Texto base:
A questão que se impõe agora, e para a qual tenho evitado olhar, é se nossos filhos devem voltar ou não às escolas e como voltar, se os mesmos ou se adaptados a espaços que os receberão diferentes, ante tudo que se viveu nesses seis meses de afastamento compulsório e reviravoltas, ânsias e agonias de separação. Nenhum plano contempla esse buraco.
Então as crianças retomam o convívio umas com outras sem nada que se ofereça como explicação para o que experimentaram nesse interregno?
Reagrupam-se em salas aclimatadas a esse novo real, divididas em pares ou trios, separadas por biombos, permanentemente higienizadas e asseadas para evitar que contaminem a si e aos outros? E por quanto tempo?
Como dizer a um pequeno que, durante esse período, o mundo se pôs de ponta-cabeça e agora nada é mais como antes? Não sei, mas penso sobretudo nos professores, profissionais na ponta e parte do grupo de risco a quem não se dá ouvidos.
De todas as vozes no debate, as menos audíveis neste momento é a dos docentes, calados ou silenciados por escolas, das menores até as mais progressistas, porque não há diferença quando se trata de defender um retorno ao espaço escolar, seja de que maneira for, desde que não se perca um ano já condenado a se perder.

Lista de exercícios:
**A)** De acordo com o texto sobre a volta às aulas, quanto tempo durou o afastamento compulsório?
**B)** Dê prosseguimento ao texto sobre a volta às aulas a partir da última frase apresentada.
As linhas não têm qualquer papel nesta atividade.

Linhas para análise:

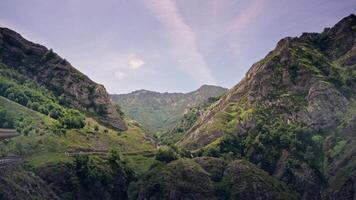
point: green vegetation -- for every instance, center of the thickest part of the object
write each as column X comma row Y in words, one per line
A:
column 166, row 155
column 6, row 120
column 19, row 89
column 208, row 178
column 160, row 112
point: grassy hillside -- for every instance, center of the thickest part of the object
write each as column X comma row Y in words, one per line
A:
column 292, row 113
column 160, row 112
column 40, row 145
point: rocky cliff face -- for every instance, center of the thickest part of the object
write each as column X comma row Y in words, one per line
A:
column 159, row 112
column 70, row 86
column 293, row 112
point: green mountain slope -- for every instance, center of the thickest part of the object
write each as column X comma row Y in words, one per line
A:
column 159, row 112
column 293, row 114
column 68, row 86
column 73, row 142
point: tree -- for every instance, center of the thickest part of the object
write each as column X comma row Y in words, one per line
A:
column 166, row 155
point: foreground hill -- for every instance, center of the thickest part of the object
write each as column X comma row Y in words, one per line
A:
column 293, row 114
column 159, row 112
column 69, row 86
column 73, row 143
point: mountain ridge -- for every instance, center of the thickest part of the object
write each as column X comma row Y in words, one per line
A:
column 69, row 85
column 165, row 108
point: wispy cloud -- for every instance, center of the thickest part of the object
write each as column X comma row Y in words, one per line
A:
column 240, row 25
column 186, row 51
column 135, row 63
column 120, row 75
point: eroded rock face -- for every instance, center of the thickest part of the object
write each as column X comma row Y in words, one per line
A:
column 211, row 178
column 16, row 183
column 325, row 105
column 306, row 82
column 70, row 86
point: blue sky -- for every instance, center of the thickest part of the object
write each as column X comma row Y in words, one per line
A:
column 167, row 45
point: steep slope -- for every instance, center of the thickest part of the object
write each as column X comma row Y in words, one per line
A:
column 190, row 117
column 159, row 112
column 210, row 178
column 293, row 114
column 73, row 144
column 69, row 86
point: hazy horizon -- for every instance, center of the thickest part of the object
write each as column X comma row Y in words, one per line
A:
column 167, row 46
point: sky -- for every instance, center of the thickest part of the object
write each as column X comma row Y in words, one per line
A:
column 167, row 45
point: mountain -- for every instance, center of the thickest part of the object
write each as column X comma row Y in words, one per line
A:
column 73, row 142
column 293, row 114
column 159, row 112
column 71, row 87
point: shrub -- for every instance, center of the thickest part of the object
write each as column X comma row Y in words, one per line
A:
column 6, row 120
column 72, row 119
column 166, row 155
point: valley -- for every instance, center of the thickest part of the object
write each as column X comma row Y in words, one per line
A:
column 285, row 131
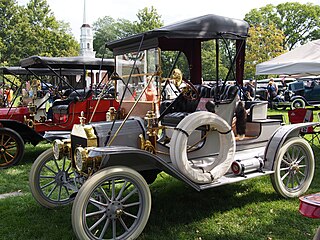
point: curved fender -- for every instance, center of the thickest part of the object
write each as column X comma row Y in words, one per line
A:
column 137, row 159
column 279, row 137
column 28, row 134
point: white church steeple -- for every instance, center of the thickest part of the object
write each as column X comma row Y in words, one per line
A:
column 86, row 37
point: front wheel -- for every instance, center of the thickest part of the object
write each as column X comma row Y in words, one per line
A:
column 294, row 168
column 298, row 103
column 114, row 203
column 53, row 182
column 11, row 148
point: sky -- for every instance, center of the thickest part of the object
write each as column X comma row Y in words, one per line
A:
column 71, row 11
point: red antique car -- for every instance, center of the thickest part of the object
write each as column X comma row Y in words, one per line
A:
column 29, row 120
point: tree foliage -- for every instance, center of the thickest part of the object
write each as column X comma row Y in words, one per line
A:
column 108, row 29
column 148, row 19
column 33, row 30
column 300, row 23
column 263, row 44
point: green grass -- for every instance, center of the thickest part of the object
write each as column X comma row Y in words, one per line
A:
column 249, row 210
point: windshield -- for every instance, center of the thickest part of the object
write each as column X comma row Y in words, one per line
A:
column 136, row 70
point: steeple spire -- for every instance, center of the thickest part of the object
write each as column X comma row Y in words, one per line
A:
column 84, row 12
column 86, row 36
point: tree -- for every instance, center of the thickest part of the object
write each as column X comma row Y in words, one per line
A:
column 32, row 30
column 107, row 29
column 148, row 19
column 9, row 20
column 48, row 37
column 262, row 45
column 300, row 23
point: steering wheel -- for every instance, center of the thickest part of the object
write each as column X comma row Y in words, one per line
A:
column 189, row 92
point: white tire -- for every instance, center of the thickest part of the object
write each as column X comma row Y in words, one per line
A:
column 178, row 149
column 294, row 168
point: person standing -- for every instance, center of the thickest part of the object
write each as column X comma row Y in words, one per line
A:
column 272, row 89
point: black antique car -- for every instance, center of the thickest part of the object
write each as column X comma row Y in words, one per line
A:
column 303, row 92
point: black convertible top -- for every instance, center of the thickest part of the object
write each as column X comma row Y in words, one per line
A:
column 78, row 62
column 201, row 28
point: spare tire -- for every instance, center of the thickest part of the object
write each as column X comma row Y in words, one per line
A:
column 220, row 164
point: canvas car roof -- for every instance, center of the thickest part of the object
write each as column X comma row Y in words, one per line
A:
column 78, row 62
column 16, row 70
column 201, row 28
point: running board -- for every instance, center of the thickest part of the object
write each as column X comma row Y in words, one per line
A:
column 231, row 178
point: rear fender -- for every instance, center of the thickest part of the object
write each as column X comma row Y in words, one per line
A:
column 279, row 137
column 298, row 97
column 137, row 159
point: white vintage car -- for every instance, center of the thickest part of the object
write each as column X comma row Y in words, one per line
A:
column 105, row 167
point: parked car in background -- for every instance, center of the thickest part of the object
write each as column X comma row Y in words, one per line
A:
column 305, row 91
column 261, row 92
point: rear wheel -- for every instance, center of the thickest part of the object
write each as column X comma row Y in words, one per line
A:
column 294, row 168
column 276, row 106
column 53, row 182
column 114, row 203
column 298, row 103
column 11, row 147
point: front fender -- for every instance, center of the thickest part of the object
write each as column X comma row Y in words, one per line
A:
column 29, row 135
column 138, row 160
column 298, row 97
column 279, row 137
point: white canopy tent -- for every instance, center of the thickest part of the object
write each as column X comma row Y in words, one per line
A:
column 303, row 60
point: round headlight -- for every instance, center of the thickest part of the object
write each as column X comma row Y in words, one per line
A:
column 57, row 149
column 80, row 156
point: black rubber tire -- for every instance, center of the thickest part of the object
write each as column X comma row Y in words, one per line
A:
column 52, row 182
column 11, row 148
column 99, row 193
column 298, row 103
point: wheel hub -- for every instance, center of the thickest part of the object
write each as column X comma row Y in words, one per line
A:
column 115, row 210
column 294, row 168
column 61, row 177
column 2, row 149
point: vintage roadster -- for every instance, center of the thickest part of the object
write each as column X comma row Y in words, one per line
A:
column 105, row 167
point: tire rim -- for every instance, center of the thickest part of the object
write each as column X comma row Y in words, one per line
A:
column 294, row 168
column 114, row 209
column 57, row 181
column 8, row 149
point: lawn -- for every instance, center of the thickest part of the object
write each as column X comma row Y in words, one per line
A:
column 247, row 210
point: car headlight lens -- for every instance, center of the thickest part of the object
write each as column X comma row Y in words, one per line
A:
column 80, row 158
column 57, row 149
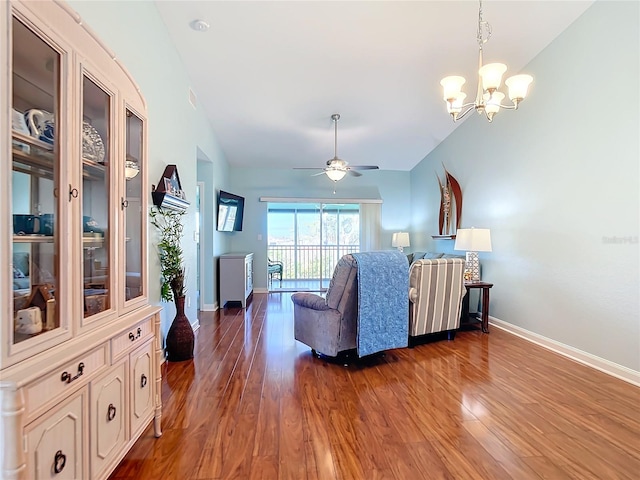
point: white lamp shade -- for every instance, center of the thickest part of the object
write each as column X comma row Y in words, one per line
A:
column 452, row 86
column 335, row 174
column 400, row 239
column 491, row 74
column 518, row 86
column 492, row 102
column 473, row 239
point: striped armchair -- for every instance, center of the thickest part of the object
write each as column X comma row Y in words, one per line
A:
column 436, row 290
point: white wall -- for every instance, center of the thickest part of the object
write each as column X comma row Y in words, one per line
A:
column 555, row 182
column 177, row 131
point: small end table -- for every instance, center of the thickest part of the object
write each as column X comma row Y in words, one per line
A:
column 485, row 302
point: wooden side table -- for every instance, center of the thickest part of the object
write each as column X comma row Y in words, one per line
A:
column 485, row 302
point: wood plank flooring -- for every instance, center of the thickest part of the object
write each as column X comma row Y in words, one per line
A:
column 255, row 404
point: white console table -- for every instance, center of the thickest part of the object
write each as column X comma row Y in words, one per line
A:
column 236, row 277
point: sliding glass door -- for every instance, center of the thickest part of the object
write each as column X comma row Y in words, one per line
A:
column 309, row 239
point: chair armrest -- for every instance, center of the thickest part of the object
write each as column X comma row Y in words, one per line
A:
column 310, row 300
column 413, row 294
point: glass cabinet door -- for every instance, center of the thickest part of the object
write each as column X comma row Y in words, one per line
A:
column 96, row 187
column 132, row 206
column 35, row 184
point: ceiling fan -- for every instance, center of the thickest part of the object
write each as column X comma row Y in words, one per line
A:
column 337, row 168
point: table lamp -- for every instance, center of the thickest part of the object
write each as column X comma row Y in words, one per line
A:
column 473, row 240
column 400, row 240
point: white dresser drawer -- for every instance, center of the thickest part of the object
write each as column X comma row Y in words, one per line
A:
column 52, row 386
column 56, row 442
column 131, row 339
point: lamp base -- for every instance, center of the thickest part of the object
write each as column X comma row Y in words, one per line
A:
column 472, row 265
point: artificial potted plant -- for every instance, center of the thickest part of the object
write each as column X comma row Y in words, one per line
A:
column 180, row 338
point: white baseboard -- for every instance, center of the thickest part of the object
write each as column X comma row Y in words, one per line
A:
column 605, row 366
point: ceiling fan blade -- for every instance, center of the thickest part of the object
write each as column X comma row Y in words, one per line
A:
column 364, row 167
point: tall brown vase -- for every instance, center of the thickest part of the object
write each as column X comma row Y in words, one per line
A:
column 179, row 341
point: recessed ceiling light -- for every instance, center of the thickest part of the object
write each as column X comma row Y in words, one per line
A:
column 200, row 25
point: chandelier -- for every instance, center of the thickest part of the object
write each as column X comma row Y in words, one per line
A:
column 488, row 98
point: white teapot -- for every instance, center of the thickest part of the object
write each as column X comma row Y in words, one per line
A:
column 40, row 124
column 29, row 321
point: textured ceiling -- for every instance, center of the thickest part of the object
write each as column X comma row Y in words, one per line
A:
column 270, row 74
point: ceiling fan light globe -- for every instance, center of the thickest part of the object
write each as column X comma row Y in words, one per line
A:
column 335, row 175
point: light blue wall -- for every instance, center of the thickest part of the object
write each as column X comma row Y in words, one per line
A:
column 178, row 133
column 555, row 181
column 252, row 183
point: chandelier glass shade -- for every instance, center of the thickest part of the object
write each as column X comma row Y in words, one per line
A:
column 488, row 99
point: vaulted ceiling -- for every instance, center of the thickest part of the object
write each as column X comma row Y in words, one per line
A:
column 269, row 74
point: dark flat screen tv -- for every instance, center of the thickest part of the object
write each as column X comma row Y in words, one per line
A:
column 230, row 212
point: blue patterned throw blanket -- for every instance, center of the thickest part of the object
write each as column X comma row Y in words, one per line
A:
column 383, row 301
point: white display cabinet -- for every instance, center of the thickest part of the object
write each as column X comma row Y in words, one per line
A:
column 80, row 345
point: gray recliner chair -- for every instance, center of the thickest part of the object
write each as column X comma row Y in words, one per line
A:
column 329, row 326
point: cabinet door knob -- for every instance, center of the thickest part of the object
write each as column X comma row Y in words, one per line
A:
column 59, row 461
column 73, row 192
column 66, row 376
column 132, row 337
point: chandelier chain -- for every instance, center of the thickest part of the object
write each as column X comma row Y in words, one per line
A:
column 483, row 25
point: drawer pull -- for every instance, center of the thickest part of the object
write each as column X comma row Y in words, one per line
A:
column 59, row 461
column 66, row 376
column 132, row 337
column 111, row 412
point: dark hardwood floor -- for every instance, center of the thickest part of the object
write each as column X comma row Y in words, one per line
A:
column 255, row 404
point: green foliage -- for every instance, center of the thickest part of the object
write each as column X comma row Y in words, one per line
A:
column 169, row 226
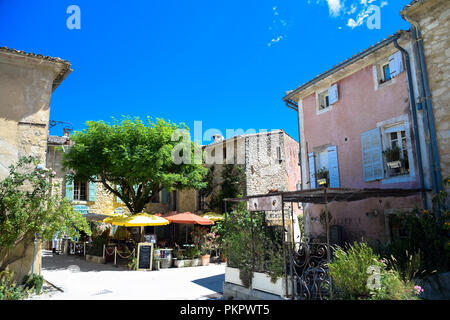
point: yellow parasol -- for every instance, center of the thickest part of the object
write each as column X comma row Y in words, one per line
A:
column 137, row 220
column 213, row 216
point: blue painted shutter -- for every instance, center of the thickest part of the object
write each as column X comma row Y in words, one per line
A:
column 118, row 200
column 333, row 167
column 312, row 170
column 164, row 195
column 333, row 95
column 92, row 190
column 396, row 64
column 69, row 187
column 372, row 159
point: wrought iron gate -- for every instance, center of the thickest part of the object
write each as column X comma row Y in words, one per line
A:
column 310, row 271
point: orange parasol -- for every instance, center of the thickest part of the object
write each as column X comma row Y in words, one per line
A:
column 187, row 218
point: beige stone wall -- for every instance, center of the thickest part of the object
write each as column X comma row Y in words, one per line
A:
column 26, row 86
column 25, row 91
column 22, row 267
column 434, row 20
column 263, row 169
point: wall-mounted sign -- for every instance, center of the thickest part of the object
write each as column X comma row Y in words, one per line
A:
column 145, row 254
column 271, row 203
column 119, row 210
column 81, row 209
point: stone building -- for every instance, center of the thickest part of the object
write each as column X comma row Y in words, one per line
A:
column 269, row 161
column 430, row 28
column 89, row 197
column 27, row 82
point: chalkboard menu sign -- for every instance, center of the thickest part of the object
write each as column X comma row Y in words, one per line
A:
column 145, row 254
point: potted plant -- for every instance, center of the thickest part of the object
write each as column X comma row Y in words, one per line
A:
column 178, row 260
column 209, row 243
column 392, row 156
column 193, row 254
column 322, row 176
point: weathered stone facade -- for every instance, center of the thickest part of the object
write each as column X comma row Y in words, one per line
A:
column 433, row 18
column 26, row 85
column 269, row 161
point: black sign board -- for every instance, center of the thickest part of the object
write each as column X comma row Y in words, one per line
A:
column 145, row 254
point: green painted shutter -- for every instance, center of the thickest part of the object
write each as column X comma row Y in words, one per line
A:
column 164, row 195
column 69, row 187
column 118, row 200
column 92, row 191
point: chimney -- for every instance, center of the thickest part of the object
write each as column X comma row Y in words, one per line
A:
column 217, row 138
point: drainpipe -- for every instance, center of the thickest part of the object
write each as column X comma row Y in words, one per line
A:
column 414, row 118
column 427, row 108
column 437, row 166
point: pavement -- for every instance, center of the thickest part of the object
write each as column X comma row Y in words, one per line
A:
column 85, row 280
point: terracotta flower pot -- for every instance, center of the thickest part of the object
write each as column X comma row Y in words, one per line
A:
column 205, row 260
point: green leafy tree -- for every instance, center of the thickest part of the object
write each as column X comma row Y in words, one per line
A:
column 27, row 208
column 135, row 159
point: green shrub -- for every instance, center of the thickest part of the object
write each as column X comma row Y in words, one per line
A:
column 348, row 270
column 192, row 253
column 9, row 290
column 33, row 282
column 352, row 270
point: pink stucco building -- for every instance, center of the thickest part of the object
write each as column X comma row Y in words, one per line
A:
column 350, row 118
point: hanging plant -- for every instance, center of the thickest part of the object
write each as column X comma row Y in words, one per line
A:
column 392, row 154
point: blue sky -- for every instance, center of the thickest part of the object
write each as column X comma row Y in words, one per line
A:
column 225, row 63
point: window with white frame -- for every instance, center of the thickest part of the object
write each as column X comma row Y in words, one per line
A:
column 385, row 73
column 323, row 100
column 386, row 152
column 387, row 69
column 80, row 190
column 395, row 149
column 326, row 98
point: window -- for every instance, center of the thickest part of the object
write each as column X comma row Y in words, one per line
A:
column 173, row 201
column 386, row 75
column 323, row 100
column 279, row 154
column 324, row 168
column 155, row 199
column 79, row 191
column 385, row 70
column 386, row 152
column 396, row 150
column 199, row 204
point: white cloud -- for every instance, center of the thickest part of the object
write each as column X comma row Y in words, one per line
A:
column 356, row 8
column 335, row 7
column 278, row 27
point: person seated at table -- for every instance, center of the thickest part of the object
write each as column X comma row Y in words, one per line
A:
column 162, row 243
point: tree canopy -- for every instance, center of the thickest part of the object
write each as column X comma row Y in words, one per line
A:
column 134, row 159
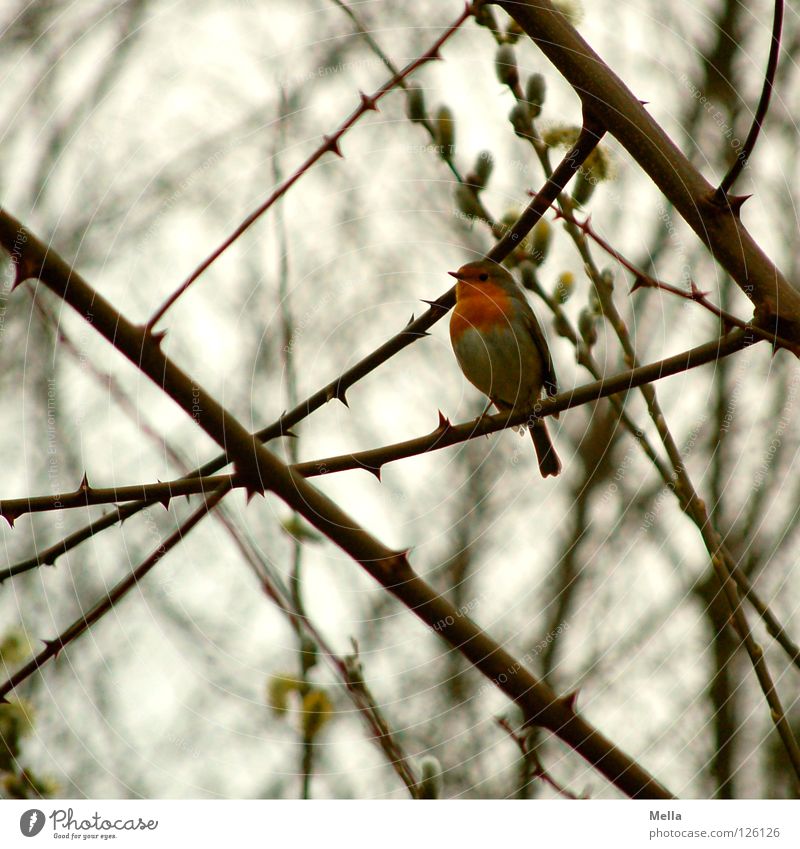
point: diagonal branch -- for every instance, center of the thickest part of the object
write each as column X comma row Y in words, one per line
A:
column 264, row 471
column 602, row 92
column 373, row 459
column 330, row 144
column 761, row 111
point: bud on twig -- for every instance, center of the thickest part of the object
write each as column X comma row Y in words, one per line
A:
column 505, row 65
column 542, row 237
column 520, row 119
column 535, row 90
column 565, row 285
column 415, row 104
column 445, row 131
column 587, row 327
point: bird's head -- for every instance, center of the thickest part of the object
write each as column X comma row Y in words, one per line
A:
column 484, row 272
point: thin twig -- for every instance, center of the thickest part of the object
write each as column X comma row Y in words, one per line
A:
column 373, row 459
column 107, row 603
column 763, row 105
column 330, row 144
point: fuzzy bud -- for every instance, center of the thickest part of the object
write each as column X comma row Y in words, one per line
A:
column 505, row 65
column 542, row 237
column 520, row 118
column 467, row 201
column 445, row 131
column 415, row 104
column 565, row 285
column 535, row 90
column 587, row 327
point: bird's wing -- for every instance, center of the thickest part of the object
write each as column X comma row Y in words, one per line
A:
column 537, row 334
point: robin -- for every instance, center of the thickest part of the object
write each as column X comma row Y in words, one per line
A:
column 501, row 348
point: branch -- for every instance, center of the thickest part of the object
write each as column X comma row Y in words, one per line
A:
column 373, row 459
column 391, row 569
column 329, row 144
column 84, row 622
column 624, row 116
column 761, row 111
column 13, row 237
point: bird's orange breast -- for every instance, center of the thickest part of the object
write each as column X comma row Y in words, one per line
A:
column 480, row 307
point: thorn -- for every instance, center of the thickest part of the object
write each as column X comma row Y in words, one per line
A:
column 373, row 470
column 736, row 202
column 368, row 102
column 56, row 646
column 339, row 394
column 638, row 283
column 331, row 143
column 570, row 701
column 252, row 490
column 23, row 270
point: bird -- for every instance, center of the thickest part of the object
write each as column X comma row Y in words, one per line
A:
column 501, row 348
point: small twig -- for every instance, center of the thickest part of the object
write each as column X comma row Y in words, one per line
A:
column 763, row 105
column 330, row 143
column 534, row 766
column 646, row 281
column 83, row 623
column 373, row 459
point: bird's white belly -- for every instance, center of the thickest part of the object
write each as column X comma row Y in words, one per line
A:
column 501, row 365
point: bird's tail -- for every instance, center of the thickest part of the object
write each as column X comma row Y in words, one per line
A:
column 549, row 464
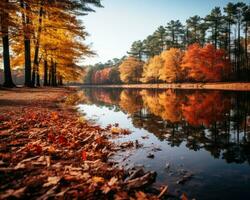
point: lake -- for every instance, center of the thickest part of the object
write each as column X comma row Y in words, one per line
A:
column 198, row 141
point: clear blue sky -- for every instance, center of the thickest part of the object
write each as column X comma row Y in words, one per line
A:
column 113, row 28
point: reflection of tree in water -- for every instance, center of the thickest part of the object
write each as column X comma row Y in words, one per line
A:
column 210, row 120
column 130, row 101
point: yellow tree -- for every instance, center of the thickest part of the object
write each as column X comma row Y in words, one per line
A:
column 171, row 71
column 151, row 69
column 131, row 70
column 7, row 29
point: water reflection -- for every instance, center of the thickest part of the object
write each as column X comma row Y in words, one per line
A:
column 212, row 120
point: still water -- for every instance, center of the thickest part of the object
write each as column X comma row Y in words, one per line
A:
column 202, row 135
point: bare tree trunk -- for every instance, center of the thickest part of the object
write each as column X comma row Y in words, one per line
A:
column 26, row 22
column 8, row 82
column 37, row 46
column 45, row 76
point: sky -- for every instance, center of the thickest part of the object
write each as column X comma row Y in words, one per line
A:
column 115, row 27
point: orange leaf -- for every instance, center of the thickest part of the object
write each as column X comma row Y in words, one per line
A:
column 84, row 155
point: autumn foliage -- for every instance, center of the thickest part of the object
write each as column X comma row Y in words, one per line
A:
column 205, row 63
column 196, row 64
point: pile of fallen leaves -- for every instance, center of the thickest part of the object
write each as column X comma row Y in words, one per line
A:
column 48, row 153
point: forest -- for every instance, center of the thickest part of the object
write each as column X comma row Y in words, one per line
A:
column 33, row 37
column 212, row 48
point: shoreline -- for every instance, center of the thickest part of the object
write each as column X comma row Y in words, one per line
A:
column 237, row 86
column 47, row 150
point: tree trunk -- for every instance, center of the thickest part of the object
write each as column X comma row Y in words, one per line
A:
column 8, row 82
column 246, row 53
column 37, row 45
column 45, row 76
column 38, row 77
column 26, row 22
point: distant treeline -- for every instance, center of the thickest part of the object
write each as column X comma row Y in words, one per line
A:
column 211, row 48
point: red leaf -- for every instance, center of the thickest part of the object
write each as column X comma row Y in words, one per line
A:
column 84, row 155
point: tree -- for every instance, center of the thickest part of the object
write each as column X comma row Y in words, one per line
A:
column 205, row 63
column 151, row 69
column 229, row 18
column 6, row 20
column 137, row 50
column 215, row 21
column 160, row 35
column 131, row 70
column 175, row 33
column 171, row 71
column 193, row 25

Gabarito:
**A)** Seis meses.

**B)**
Houve quem se lembrasse de lhes perguntar diretamente o que pensam de uma volta sob essas condições?
Desde março, fiz o que não costumava fazer com a frequência que todo pai deveria ter: acompanhar as aulas colado ao dia a dia, a par das tarefas e dos progressos, sanando dificuldades e me atrevendo a adivinhar desde já as predileções da filha, se mais artes ou matemática, divertindo-me e também perdendo o juízo diante das dificuldades embutidas nessa modalidade remota.
O olhar da filha que se distrai constantemente para uma boneca, a brincadeira da tia que não captura a atenção da turma e daí é preciso reconduzi-los à aula, a paisagem sonora de cada casa ou apartamento que se mistura aos comandos da atividade, confundindo a todos e produzindo uma algaravia sem fim.
Apesar desses acidentes, o confinamento me ajudou a ter com a escola a presença e a participação que antes, naquele mundo de pré-pandemia, eu não tinha. E a ver como, aos poucos, a energia dos professores se converteu em cansaço, passando ao quase desânimo em alguns momentos, porque deles se continuou a esperar que fizessem o máximo tendo somente o mínimo.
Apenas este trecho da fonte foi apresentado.